* [Problem requirements]
Transcribe each record below word for word.
**** Records to use
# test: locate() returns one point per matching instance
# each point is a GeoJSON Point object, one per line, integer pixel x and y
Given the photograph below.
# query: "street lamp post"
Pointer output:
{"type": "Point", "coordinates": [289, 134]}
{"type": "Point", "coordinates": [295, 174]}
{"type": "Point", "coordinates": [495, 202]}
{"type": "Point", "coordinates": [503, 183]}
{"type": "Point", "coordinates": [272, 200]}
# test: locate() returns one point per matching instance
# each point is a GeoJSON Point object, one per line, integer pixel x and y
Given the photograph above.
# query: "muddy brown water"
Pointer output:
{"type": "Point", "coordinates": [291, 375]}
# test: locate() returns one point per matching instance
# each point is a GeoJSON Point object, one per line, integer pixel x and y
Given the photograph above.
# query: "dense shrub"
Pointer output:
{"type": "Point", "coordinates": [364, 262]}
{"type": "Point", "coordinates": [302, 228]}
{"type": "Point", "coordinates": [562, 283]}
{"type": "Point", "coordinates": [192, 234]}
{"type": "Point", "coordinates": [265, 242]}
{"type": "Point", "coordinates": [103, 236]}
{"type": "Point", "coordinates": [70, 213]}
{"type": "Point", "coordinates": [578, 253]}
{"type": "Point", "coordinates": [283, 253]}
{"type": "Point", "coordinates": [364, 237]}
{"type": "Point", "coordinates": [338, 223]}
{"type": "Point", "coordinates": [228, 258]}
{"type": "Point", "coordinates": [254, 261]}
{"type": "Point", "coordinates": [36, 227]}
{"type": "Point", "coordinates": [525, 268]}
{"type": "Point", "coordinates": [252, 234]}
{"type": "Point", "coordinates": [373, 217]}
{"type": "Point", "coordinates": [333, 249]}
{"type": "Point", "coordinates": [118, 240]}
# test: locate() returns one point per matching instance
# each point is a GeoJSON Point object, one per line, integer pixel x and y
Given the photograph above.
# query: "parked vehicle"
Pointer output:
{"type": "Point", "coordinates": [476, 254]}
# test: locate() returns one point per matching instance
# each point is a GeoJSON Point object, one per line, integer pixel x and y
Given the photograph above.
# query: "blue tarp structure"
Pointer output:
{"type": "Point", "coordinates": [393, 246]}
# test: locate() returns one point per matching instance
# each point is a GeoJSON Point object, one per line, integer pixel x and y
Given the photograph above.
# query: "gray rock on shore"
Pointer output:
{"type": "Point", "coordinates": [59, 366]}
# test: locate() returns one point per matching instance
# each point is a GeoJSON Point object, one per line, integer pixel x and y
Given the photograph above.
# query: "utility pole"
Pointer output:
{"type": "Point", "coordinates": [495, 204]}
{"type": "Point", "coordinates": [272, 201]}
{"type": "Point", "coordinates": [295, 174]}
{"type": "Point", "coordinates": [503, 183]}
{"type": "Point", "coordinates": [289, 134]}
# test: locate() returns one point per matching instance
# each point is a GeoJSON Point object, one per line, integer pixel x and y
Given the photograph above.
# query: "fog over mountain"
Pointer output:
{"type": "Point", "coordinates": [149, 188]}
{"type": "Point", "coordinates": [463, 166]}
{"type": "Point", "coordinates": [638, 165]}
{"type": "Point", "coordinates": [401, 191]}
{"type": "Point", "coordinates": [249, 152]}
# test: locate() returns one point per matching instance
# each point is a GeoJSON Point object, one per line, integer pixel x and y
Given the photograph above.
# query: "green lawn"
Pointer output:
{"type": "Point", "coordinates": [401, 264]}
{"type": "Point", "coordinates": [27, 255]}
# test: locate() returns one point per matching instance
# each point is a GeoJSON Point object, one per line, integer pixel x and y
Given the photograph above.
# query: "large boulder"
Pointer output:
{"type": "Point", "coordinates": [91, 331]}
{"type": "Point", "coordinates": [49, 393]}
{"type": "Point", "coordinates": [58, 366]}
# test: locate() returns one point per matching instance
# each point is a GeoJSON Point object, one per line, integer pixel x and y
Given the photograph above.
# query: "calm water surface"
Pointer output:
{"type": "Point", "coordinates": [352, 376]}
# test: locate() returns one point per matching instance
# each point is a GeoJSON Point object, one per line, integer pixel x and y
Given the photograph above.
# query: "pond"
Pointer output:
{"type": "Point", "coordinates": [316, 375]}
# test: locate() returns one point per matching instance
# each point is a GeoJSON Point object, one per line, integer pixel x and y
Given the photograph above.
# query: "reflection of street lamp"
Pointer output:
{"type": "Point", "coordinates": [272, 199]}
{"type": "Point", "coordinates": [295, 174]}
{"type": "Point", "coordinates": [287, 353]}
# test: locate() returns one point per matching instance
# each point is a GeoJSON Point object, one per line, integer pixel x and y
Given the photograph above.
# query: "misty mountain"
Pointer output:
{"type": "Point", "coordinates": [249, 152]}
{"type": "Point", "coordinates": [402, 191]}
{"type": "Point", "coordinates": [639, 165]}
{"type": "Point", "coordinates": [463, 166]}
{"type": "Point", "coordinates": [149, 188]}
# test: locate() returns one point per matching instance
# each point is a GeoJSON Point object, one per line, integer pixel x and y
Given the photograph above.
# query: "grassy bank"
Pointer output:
********
* [Written response]
# test: locate() returns one point per matching instance
# each point is a GeoJSON Point object, one per line, integer pixel x and y
Given the photograph below.
# query: "street lamp post"
Pointer output:
{"type": "Point", "coordinates": [289, 134]}
{"type": "Point", "coordinates": [295, 174]}
{"type": "Point", "coordinates": [495, 202]}
{"type": "Point", "coordinates": [503, 183]}
{"type": "Point", "coordinates": [272, 200]}
# test: locate() returns one point per matching instance
# each point is a GeoJSON Point object, one per line, integer pixel x and y
Given the photograph above.
# query: "muddy brown water"
Pointer output:
{"type": "Point", "coordinates": [291, 375]}
# test: locate() returns one point per matching instance
# each point is a GeoJSON Point object, one per line, integer pixel x and y
Given the photograph above.
# query: "dense shrub"
Pointer output:
{"type": "Point", "coordinates": [364, 262]}
{"type": "Point", "coordinates": [302, 228]}
{"type": "Point", "coordinates": [562, 283]}
{"type": "Point", "coordinates": [192, 234]}
{"type": "Point", "coordinates": [265, 242]}
{"type": "Point", "coordinates": [103, 236]}
{"type": "Point", "coordinates": [70, 213]}
{"type": "Point", "coordinates": [578, 253]}
{"type": "Point", "coordinates": [283, 253]}
{"type": "Point", "coordinates": [364, 237]}
{"type": "Point", "coordinates": [338, 223]}
{"type": "Point", "coordinates": [228, 258]}
{"type": "Point", "coordinates": [254, 261]}
{"type": "Point", "coordinates": [36, 227]}
{"type": "Point", "coordinates": [525, 268]}
{"type": "Point", "coordinates": [252, 234]}
{"type": "Point", "coordinates": [373, 217]}
{"type": "Point", "coordinates": [333, 249]}
{"type": "Point", "coordinates": [118, 240]}
# test: locate() returns one point per matching instance
# each point is a GeoJSON Point object, one per line, integer pixel x and y
Given the photograph above.
# query: "parked vehicle"
Pointer output:
{"type": "Point", "coordinates": [476, 254]}
# test: locate() returns one point per matching instance
# each point is a GeoJSON Point object, one per line, integer pixel x and y
Given the photograph above.
# query: "blue tarp structure"
Pointer output:
{"type": "Point", "coordinates": [393, 246]}
# test: locate() returns one point per matching instance
# each point is a GeoJSON Point object, one per line, integer pixel x and y
Given the photograph above.
# query: "gray rock on shore"
Pointer output:
{"type": "Point", "coordinates": [59, 366]}
# test: locate() returns one point per matching instance
# each point is a GeoJSON Point object, one per line, integer pixel x and y
Given the photograph above.
# query: "utility pole"
Pointer output:
{"type": "Point", "coordinates": [495, 204]}
{"type": "Point", "coordinates": [272, 201]}
{"type": "Point", "coordinates": [295, 174]}
{"type": "Point", "coordinates": [503, 183]}
{"type": "Point", "coordinates": [289, 134]}
# test: locate() returns one point per matching instance
# each point is a GeoJSON Point object, one per line, integer pixel x and y
Given the photograph above.
# query: "fog over mountain"
Pointer output:
{"type": "Point", "coordinates": [149, 188]}
{"type": "Point", "coordinates": [463, 166]}
{"type": "Point", "coordinates": [638, 165]}
{"type": "Point", "coordinates": [401, 191]}
{"type": "Point", "coordinates": [249, 152]}
# test: locate() returns one point per matching instance
# each point is a GeoJSON Point object, one per line, integer pixel x and y
Given the photograph above.
# query: "green lawn"
Pointer output:
{"type": "Point", "coordinates": [401, 264]}
{"type": "Point", "coordinates": [27, 255]}
# test: locate() returns one point per matching instance
# each point is a GeoJSON Point object, one per line, integer pixel x and y
Given the photograph above.
# query: "large boulder"
Pointer output:
{"type": "Point", "coordinates": [91, 331]}
{"type": "Point", "coordinates": [49, 393]}
{"type": "Point", "coordinates": [58, 366]}
# test: locate() returns one point per matching instance
# each point is a GeoJSON Point object, one per line, integer pixel x and y
Given the photograph above.
# query: "calm water surface"
Pointer output:
{"type": "Point", "coordinates": [352, 376]}
# test: locate() returns one point per matching instance
# each point is a GeoJSON Point object, one per line, integer pixel x and y
Given the photograph above.
# query: "pond"
Pointer output:
{"type": "Point", "coordinates": [316, 375]}
# test: locate() returns one point per matching instance
# each point is a GeoJSON Point object, one per line, integer pixel x and y
Given the photograph above.
# query: "reflection of street lamp"
Pointer output:
{"type": "Point", "coordinates": [272, 199]}
{"type": "Point", "coordinates": [295, 174]}
{"type": "Point", "coordinates": [287, 353]}
# test: locate() returns one point per matching instance
# each point is a GeoJSON Point object, one per line, integer pixel x and y
Given the photograph above.
# query: "misty mountain"
Pointer output:
{"type": "Point", "coordinates": [249, 152]}
{"type": "Point", "coordinates": [402, 191]}
{"type": "Point", "coordinates": [639, 165]}
{"type": "Point", "coordinates": [463, 166]}
{"type": "Point", "coordinates": [149, 188]}
# test: locate() returns one point per matching instance
# each point is a GeoJSON Point object, one per line, integer pixel x and y
Given the photograph above.
# query: "grassy bank"
Pointer output:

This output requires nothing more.